◆ WORK TO COMPLETE
Can you repeat every one of the records below word for word, leaving out the pictures?

◆ DATA LINES

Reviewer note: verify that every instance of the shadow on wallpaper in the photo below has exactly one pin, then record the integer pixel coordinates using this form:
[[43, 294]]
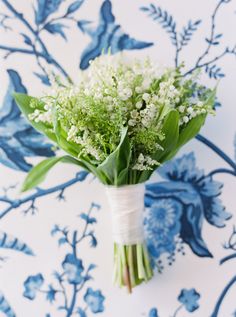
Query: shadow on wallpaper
[[176, 207]]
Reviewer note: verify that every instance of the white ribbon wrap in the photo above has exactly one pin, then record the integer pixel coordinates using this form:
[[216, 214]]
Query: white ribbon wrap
[[127, 206]]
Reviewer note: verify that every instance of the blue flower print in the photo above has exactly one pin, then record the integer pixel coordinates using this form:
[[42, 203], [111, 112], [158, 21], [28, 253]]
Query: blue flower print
[[73, 268], [189, 298], [32, 285], [94, 299], [162, 223], [196, 193], [153, 313], [108, 35], [51, 293]]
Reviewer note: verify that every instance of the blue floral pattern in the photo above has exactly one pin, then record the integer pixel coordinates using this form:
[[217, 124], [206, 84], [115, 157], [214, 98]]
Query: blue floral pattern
[[32, 285], [162, 225], [189, 298], [183, 200], [94, 299], [194, 196]]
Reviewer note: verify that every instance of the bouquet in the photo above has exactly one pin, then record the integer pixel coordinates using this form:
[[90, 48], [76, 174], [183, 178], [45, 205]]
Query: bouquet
[[121, 121]]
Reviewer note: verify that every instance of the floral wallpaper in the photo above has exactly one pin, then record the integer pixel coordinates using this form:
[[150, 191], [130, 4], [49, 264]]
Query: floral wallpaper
[[55, 241]]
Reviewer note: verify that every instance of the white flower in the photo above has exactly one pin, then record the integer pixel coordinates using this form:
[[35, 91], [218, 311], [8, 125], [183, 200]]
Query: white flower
[[132, 122], [190, 110], [138, 89], [139, 105], [146, 96], [185, 119], [134, 114]]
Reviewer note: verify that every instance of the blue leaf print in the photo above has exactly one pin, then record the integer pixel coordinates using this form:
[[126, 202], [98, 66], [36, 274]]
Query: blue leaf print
[[187, 32], [189, 298], [214, 71], [9, 242], [81, 312], [94, 300], [108, 35], [153, 313], [165, 19], [73, 268], [45, 8], [17, 138], [74, 6], [44, 78], [197, 196], [5, 307], [32, 285], [56, 28]]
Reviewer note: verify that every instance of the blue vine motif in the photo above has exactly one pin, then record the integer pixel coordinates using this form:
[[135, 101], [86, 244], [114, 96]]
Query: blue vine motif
[[107, 36], [178, 206], [18, 139], [8, 241], [188, 299], [182, 38], [31, 199], [33, 41], [73, 278], [5, 307], [229, 245]]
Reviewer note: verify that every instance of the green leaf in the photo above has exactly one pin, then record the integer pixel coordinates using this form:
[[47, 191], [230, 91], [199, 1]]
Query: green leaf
[[39, 172], [171, 130], [191, 130], [70, 147], [117, 162], [23, 102]]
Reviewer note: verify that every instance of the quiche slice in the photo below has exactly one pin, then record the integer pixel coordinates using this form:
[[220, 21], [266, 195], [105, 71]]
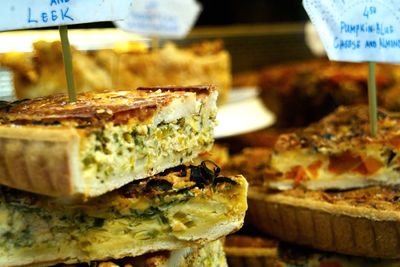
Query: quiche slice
[[339, 153], [181, 207], [103, 140], [359, 222]]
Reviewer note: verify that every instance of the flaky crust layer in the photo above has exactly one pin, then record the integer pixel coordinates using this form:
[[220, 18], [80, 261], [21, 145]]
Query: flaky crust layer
[[353, 230], [41, 139], [25, 159]]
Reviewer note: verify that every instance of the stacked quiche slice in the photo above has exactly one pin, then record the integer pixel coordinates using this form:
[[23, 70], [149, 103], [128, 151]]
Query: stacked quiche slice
[[102, 180]]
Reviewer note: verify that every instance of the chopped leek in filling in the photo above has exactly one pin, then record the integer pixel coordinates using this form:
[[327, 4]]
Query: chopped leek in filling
[[120, 150], [173, 209]]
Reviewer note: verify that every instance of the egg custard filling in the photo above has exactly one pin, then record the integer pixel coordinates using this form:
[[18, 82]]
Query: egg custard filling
[[339, 153], [180, 207]]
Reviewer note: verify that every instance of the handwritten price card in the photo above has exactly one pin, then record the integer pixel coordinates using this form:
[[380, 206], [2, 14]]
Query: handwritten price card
[[20, 14], [358, 30], [172, 18]]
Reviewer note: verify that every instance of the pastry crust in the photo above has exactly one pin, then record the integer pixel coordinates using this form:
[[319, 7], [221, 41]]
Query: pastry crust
[[338, 227], [29, 161], [182, 207], [57, 148]]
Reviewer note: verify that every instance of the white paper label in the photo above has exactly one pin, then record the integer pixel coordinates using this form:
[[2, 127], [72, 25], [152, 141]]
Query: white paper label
[[21, 14], [358, 30], [172, 18]]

◆ FINISHED TASK
Reviewer note: verify that every instance of the shadow on wallpaper in the photo below has exactly one pin, then record the integer pixel coordinates using this form:
[[43, 294]]
Query: shadow on wallpaper
[[176, 207]]
Reviewer note: verify that every instance of the white ribbon wrap in the photo above has exactly one pin, then record the integer pixel coordinates using this form:
[[216, 214]]
Query: white ribbon wrap
[[127, 206]]
Reviewer note: verify that every instance of the blue flower print in the photo above has exactly one pin, then record the integer pixel coordinates using this form:
[[42, 203], [111, 112], [158, 21], [28, 253]]
Query: blue flower print
[[73, 268], [189, 298], [32, 285], [94, 299], [162, 223], [196, 193], [153, 313], [108, 35], [51, 293]]
Reviewer note: verify that every instance of the blue floral pattern in the photo above has exactly one pin, then record the integer pixel coordinates using this form:
[[217, 124], [206, 84], [115, 157], [214, 98]]
Query: blue floral pattern
[[32, 285], [162, 225], [189, 298], [183, 200], [94, 299], [194, 196]]
Reviewer note: verify that every instance of the bouquet in the photo above has exactly one pin, then record the integer pixel coordinates using this form:
[[90, 48], [76, 174], [183, 178], [45, 205]]
Query: bouquet
[[121, 121]]
Reviewer note: verify that every instance of the floral wallpaper in the photo above has exactly one pin, then record the integer pixel coordinates using this form:
[[150, 191], [130, 4], [49, 264]]
Query: floral wallpaper
[[55, 241]]
Reviewer note: verify that every instance of the white flower in the photo above has exactly one pin, then record the integer pixel coordinates using this form:
[[35, 91], [218, 311], [8, 125], [183, 200]]
Query: white flower
[[132, 122], [190, 110], [138, 89], [139, 105], [146, 96], [185, 119], [134, 114]]
Reviewer note: verify that every instance of the blue leaf print in the photo above has exactly one pin, then record the integer pixel coordinates using this form:
[[126, 202], [98, 66], [36, 274]]
Query: blue leaf print
[[187, 32], [189, 298], [214, 71], [9, 242], [81, 312], [94, 300], [108, 35], [153, 313], [165, 19], [73, 268], [45, 8], [17, 138], [74, 6], [44, 78], [197, 196], [5, 307], [32, 285], [56, 28]]
Reviewer note: verify that every instance of the blue vine motif in the photo above has exactly one pin, then record the integer pixel coordinates using this form:
[[135, 101], [86, 244], [114, 96]]
Query: blue vine motif
[[107, 36], [178, 206], [18, 139], [8, 241], [188, 299], [182, 38], [31, 199], [33, 41], [73, 278], [5, 307], [229, 245]]
Reviewer note: verify that every instance of the green leaf in the photo above has exactly one pin, then record the integer pixel coordinates using this form:
[[47, 191], [230, 91], [199, 1]]
Query: green leaf
[[39, 172], [171, 130], [191, 130], [70, 147], [117, 162], [23, 102]]
Reviewer note: verify that every instance of the quiche slice in the photo below has exactly one pin, then record the integer pixel coordinates using this form:
[[220, 21], [266, 195], [105, 71]]
Query: quiche slice
[[339, 153], [181, 207], [103, 140], [359, 222]]
Reviewer note: verify that every instance of the flaky crust layer in the photo above has exactly one pin, then record the integer pixel coordinates using this form:
[[220, 18], [80, 261], [21, 145]]
Query: flaky crust layer
[[353, 230], [41, 139], [25, 159]]
Reviewer note: verify that every instance of the stacked quiche slice in the photo above has exactly one pin, then record the integer pixel coordinates using this form:
[[23, 70], [149, 103], [128, 151]]
Query: stacked quiche slice
[[102, 180]]
Reviewer note: verify that every instance of the chopped leek in filling in the photo above has exactly one pin, then record the integer pixel coordinates using this form:
[[327, 4]]
Query: chopped leek in filling
[[120, 150], [173, 209]]
Reviewer note: verify that every instance of the egg custard filling in the photo above has exactly one pin, then record the integer pixel coordinates using this form:
[[18, 82]]
Query: egg custard filling
[[339, 153], [180, 207]]
Reviewer note: verify that every instance of the handwritten price card in the photo above has exactly one pin, then record the integer pixel coordinates using this form:
[[380, 206], [2, 14]]
Query: handwritten price card
[[20, 14], [358, 30], [172, 18]]
Reviewer note: verify that every instance of the pastry crust in the photo above has exactly one pin, then record the integer pixel coordinates using this form:
[[319, 7], [221, 41]]
Query: pastry crust
[[338, 227], [29, 161], [182, 207], [57, 148]]
Reviewer note: verify that every instance of the white paper label in the photo above has exactly one pin, then record the integer pixel coordinates using this form:
[[2, 127], [72, 25], [152, 141]]
Query: white paper label
[[21, 14], [358, 30], [172, 18]]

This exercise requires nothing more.